*** DATASET RECORDS ***

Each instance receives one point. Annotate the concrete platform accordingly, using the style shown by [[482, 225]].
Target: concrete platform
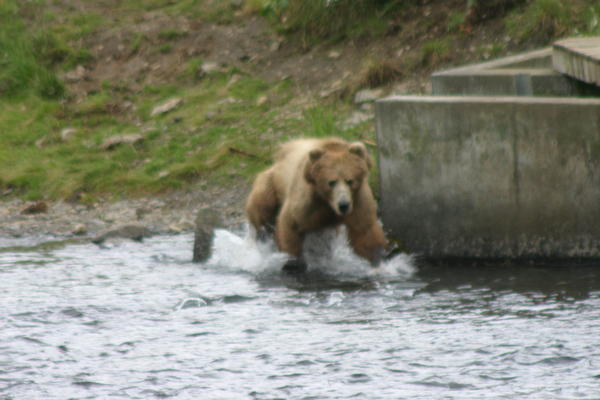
[[528, 74], [578, 58], [491, 177]]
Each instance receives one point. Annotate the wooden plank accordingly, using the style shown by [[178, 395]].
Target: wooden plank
[[578, 58]]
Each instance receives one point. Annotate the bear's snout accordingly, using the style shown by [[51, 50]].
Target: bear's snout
[[344, 207], [341, 200]]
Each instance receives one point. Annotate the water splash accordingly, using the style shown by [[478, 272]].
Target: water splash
[[326, 252]]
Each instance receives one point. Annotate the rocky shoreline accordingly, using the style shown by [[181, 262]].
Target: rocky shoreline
[[172, 213]]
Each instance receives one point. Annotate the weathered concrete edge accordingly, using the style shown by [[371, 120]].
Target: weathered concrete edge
[[512, 103], [492, 100], [576, 65], [500, 65], [561, 46]]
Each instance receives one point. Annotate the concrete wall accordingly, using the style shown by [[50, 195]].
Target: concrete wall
[[491, 177]]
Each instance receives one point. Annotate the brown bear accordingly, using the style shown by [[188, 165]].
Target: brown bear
[[315, 184]]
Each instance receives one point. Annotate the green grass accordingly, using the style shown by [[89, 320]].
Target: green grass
[[317, 20], [23, 67], [541, 21], [229, 122]]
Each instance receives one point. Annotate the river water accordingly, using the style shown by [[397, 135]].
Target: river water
[[139, 321]]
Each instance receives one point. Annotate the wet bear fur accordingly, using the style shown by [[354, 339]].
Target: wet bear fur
[[314, 184]]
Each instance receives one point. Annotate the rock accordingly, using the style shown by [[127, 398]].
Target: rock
[[40, 143], [75, 75], [207, 220], [38, 207], [133, 232], [166, 107], [209, 67], [114, 141], [79, 230], [261, 100], [367, 95], [66, 133], [358, 117]]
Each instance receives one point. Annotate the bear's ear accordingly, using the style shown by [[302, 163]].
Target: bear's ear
[[313, 157], [315, 154], [359, 149]]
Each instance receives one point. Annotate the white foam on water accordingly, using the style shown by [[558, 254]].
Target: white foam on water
[[328, 252]]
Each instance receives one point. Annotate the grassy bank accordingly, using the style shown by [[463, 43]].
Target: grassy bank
[[53, 139]]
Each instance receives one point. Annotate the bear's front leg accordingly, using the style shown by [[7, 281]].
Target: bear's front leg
[[290, 240], [368, 241]]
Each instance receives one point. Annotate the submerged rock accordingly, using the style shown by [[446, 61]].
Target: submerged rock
[[133, 232], [207, 220], [35, 208]]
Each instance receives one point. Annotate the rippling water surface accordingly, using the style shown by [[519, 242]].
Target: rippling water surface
[[139, 321]]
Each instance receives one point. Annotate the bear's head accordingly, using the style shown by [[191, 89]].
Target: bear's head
[[337, 174]]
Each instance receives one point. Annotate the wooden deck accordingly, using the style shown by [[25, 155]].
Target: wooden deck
[[578, 58]]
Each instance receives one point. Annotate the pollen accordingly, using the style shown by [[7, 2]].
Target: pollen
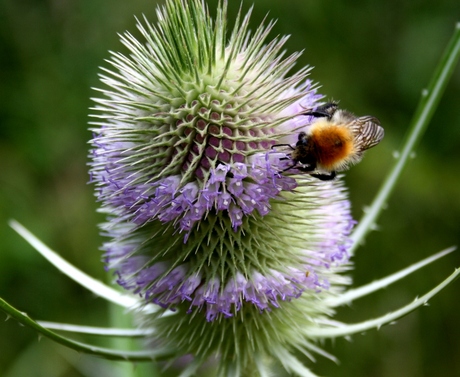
[[334, 144]]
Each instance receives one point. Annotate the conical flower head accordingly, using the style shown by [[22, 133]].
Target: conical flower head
[[201, 216]]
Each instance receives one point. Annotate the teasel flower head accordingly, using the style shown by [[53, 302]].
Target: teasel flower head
[[202, 220]]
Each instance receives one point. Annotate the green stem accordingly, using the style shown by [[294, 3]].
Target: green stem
[[425, 110], [159, 354]]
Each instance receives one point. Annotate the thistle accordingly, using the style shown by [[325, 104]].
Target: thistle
[[243, 261], [200, 216]]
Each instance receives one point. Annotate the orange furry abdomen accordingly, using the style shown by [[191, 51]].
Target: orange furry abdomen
[[333, 145]]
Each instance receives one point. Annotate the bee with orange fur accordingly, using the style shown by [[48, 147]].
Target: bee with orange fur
[[335, 140]]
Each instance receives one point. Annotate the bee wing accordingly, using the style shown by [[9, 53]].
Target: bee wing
[[368, 132]]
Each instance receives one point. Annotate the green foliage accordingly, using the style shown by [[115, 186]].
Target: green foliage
[[375, 57]]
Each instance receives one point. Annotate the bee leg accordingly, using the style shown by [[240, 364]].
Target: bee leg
[[325, 177], [317, 114]]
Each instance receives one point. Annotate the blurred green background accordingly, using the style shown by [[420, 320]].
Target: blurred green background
[[373, 56]]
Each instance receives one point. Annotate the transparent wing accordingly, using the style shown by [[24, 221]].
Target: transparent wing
[[368, 132]]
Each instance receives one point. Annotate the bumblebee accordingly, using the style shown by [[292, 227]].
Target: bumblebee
[[334, 141]]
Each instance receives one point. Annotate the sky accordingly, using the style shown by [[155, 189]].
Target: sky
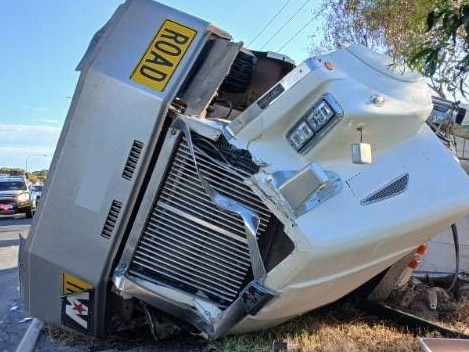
[[42, 42]]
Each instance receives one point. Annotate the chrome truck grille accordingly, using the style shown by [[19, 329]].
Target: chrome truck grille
[[188, 242]]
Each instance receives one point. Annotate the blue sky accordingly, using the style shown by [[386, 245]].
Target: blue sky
[[43, 41]]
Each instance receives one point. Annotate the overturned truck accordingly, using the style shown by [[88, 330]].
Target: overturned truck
[[199, 184]]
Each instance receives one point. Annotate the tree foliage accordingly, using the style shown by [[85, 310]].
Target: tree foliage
[[429, 35], [445, 53]]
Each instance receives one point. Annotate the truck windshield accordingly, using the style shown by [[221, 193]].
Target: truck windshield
[[12, 186]]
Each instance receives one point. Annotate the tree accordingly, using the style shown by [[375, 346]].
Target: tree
[[397, 28], [445, 53]]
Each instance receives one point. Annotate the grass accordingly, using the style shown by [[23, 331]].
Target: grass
[[340, 327], [337, 328]]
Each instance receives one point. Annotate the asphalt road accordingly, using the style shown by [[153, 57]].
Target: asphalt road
[[13, 320]]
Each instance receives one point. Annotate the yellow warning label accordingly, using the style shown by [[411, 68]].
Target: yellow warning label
[[163, 55], [72, 284]]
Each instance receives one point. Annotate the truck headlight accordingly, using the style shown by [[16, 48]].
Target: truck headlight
[[23, 197], [300, 135], [320, 115], [315, 123]]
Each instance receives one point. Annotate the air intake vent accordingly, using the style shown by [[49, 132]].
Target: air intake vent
[[111, 219], [392, 189], [132, 160], [188, 242]]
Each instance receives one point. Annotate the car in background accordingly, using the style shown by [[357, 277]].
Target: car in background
[[16, 196], [37, 190]]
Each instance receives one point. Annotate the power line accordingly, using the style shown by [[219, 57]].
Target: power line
[[271, 20], [281, 28], [298, 32]]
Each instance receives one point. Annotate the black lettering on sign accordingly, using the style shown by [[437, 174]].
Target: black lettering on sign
[[177, 38], [163, 56]]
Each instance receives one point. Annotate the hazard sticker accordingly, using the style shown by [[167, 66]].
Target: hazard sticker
[[71, 284], [77, 310]]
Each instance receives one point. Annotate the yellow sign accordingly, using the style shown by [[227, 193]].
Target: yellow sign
[[72, 284], [160, 61]]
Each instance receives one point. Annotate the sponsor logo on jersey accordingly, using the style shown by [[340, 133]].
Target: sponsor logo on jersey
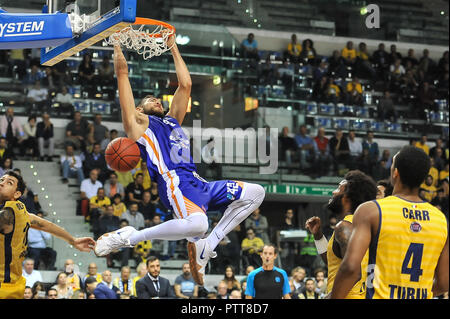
[[415, 227]]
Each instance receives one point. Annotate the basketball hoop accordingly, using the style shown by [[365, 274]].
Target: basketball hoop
[[145, 42]]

*** End of DATASET RECORDS ***

TASK DESCRIPTION ::
The listing above holds a line with "Each instance receives one point. Annotate the brown" and a line with "Each instance receives one point. Annotate the green grass". Print the stretch from the first through the second, exactly and alone.

RESULT FOR THIS TASK ::
Each instance receives one point. Annotate the brown bear accordingly, using the style shown by [[188, 165]].
Target: brown bear
[[315, 184]]
Each instance receives one point. Annotate the green grass accordingly, using the style shown by [[89, 320]].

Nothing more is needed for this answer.